* [Given passage]:
★ ★ ★ ★ ★ ★ ★

# Setup cannot find ProPlus.WW\ProPsWW2.cab???



## havasufem (Jun 14, 2011)

OK tried to install Office 2007 and got the above message. Nothing I have seen works. Anyone have a clue? Thanks

~Blondie


----------



## Rockn (Jul 29, 2001)

I am assuming there is already some sort of copy of Office on the computer already. Is this a full retail version or an upgrade version?


----------



## havasufem (Jun 14, 2011)

It's a full enterprise version. No there is only Microsoft Works on the computer now.


----------



## Rockn (Jul 29, 2001)

How are you running setup? Are you letting it auto-run or going to setup in the root of the CD? Is this for home use?


----------



## havasufem (Jun 14, 2011)

Yes I go to school online..... I did an autorun and I also tried to copy that folder from CD to desktop and got an I/O error.

★ ★ ★ ★ ★ ★ ★

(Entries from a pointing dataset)
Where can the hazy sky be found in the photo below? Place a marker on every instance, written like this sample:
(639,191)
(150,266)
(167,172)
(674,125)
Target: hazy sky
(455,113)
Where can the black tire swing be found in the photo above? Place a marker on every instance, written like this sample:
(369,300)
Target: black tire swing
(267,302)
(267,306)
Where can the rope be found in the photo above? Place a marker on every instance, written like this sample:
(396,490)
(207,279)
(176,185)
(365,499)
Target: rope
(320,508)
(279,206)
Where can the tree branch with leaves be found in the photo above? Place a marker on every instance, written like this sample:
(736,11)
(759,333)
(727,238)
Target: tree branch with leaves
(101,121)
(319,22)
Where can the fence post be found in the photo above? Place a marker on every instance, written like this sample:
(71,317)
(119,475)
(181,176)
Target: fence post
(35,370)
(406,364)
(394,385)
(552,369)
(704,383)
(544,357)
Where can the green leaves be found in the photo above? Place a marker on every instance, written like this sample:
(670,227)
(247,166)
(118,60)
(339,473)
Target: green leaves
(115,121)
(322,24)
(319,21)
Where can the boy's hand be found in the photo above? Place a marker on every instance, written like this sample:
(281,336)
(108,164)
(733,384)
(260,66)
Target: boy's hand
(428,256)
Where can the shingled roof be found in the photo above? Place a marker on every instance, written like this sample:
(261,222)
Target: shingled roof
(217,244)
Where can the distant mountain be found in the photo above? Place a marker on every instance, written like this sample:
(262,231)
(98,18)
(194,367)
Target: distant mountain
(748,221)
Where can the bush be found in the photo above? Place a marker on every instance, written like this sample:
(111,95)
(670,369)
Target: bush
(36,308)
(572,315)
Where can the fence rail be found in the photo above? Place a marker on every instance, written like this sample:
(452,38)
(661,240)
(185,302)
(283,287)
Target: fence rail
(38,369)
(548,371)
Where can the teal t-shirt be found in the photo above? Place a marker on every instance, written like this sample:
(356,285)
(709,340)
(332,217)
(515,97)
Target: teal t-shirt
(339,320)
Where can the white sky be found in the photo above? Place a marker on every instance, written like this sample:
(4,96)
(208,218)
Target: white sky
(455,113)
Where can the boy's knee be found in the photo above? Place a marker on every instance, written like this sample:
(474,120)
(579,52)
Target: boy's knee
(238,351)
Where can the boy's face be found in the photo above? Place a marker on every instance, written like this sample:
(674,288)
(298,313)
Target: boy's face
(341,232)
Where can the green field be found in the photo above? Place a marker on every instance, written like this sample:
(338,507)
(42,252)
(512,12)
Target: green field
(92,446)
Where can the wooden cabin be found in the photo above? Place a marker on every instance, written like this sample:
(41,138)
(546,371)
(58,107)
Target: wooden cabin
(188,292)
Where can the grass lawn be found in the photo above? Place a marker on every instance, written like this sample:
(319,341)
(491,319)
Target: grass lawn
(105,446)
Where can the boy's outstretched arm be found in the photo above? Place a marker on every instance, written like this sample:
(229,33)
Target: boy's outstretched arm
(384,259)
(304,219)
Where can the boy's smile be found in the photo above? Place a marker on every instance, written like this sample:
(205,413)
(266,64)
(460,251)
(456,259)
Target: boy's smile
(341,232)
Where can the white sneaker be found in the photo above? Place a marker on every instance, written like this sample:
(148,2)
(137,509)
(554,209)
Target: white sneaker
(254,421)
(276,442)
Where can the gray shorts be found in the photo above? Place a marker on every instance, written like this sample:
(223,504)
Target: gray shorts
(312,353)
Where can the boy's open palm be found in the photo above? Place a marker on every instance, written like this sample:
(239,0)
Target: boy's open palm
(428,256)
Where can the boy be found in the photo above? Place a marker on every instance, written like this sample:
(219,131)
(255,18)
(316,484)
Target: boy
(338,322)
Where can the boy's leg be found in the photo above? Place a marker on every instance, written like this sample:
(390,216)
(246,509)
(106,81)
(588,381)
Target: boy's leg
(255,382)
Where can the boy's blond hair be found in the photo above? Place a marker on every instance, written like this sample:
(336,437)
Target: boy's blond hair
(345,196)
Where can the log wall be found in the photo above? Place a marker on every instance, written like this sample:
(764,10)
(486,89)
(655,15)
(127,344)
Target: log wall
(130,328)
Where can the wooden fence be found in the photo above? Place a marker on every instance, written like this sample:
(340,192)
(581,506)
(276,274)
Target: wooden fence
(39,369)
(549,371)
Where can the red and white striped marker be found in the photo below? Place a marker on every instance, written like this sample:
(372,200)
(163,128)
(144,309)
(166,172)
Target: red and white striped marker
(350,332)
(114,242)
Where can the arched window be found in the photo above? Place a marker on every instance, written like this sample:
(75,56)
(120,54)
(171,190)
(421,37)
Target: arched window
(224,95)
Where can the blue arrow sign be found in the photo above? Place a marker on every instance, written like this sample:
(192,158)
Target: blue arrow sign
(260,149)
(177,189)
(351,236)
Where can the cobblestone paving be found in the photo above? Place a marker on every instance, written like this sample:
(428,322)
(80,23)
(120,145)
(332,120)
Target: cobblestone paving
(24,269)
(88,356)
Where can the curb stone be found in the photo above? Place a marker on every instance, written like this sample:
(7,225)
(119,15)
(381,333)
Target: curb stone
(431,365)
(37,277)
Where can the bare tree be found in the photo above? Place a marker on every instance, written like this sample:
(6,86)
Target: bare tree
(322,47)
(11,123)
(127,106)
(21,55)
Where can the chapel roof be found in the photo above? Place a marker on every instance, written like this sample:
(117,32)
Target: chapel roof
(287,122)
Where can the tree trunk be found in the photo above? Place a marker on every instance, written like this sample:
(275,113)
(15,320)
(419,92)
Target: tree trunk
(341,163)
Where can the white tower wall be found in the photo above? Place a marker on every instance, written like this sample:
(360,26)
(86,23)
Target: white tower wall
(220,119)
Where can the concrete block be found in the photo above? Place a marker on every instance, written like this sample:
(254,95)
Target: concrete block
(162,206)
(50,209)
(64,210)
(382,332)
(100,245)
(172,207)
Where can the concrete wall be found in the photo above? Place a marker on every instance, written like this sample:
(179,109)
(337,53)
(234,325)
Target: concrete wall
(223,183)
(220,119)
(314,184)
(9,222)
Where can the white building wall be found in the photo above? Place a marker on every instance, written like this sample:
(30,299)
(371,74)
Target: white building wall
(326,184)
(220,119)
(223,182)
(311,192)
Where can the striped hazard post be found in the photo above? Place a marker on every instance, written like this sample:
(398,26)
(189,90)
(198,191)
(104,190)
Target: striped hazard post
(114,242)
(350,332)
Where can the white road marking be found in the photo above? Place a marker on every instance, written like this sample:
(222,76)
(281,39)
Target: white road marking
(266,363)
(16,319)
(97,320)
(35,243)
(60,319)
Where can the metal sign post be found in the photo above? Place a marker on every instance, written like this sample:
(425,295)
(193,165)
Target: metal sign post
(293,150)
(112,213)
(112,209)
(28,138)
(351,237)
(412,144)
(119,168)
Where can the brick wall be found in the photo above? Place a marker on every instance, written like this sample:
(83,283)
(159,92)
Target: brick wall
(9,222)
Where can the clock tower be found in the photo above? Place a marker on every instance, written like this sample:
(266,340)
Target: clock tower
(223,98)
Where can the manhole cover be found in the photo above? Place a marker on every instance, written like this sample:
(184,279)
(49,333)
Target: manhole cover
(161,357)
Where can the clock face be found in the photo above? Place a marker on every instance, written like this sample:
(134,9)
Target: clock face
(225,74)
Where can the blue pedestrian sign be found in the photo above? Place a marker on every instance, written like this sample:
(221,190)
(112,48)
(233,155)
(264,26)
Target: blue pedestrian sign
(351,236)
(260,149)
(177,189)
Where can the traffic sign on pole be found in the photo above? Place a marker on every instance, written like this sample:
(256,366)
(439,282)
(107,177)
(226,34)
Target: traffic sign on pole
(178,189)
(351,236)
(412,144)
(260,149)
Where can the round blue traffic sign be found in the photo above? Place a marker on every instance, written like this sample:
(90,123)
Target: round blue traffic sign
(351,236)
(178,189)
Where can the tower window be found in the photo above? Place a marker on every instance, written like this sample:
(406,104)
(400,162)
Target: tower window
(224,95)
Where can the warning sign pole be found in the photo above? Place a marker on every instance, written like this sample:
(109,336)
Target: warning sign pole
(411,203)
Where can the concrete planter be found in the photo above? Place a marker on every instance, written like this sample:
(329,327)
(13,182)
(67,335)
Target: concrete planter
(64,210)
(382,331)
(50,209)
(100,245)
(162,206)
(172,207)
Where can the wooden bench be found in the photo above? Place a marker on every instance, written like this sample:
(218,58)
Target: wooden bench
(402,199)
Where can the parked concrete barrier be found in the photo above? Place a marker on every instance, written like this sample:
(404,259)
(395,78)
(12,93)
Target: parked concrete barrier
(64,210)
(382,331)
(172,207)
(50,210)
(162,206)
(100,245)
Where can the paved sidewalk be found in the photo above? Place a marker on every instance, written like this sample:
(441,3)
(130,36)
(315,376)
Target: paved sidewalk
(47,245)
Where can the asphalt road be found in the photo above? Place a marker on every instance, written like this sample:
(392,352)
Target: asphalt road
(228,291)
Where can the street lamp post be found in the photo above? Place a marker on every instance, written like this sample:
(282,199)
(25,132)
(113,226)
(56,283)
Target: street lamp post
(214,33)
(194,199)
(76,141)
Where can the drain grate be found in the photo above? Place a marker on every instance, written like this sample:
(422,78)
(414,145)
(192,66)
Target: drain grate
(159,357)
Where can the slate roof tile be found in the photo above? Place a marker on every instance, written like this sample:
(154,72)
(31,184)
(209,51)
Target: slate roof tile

★ ★ ★ ★ ★ ★ ★

* [Written task 1]:
Reproduce a passage from the Office 2007 installation thread verbatim, beginning at the words "OK tried to" and ending after the words "an upgrade version?".
* [Written task 2]:
According to the Office 2007 installation thread, what software is currently on the computer?
* [Written task 3]:
Extend the Office 2007 installation thread with further posts, starting after its final post.

* [Final result 1]:
OK tried to install Office 2007 and got the above message. Nothing I have seen works. Anyone have a clue? Thanks

~Blondie


----------



## Rockn (Jul 29, 2001)

I am assuming there is already some sort of copy of Office on the computer already. Is this a full retail version or an upgrade version?

* [Final result 2]:
Only Microsoft Works.

* [Final result 3]:
----------



## Rockn (Jul 29, 2001)

How did you get an enterprise version for home use?


----------



## havasufem (Jun 14, 2011)

It is what the school sent me.. Yeah Office Enterprise 2007 win 32 English Disk kit  I have 2010 too but can't locate it ATM. Grrrr


----------



## Rockn (Jul 29, 2001)

Just open Windows Explorer and navigate to the Proplus.ww folder and run setup from there.


----------



## havasufem (Jun 14, 2011)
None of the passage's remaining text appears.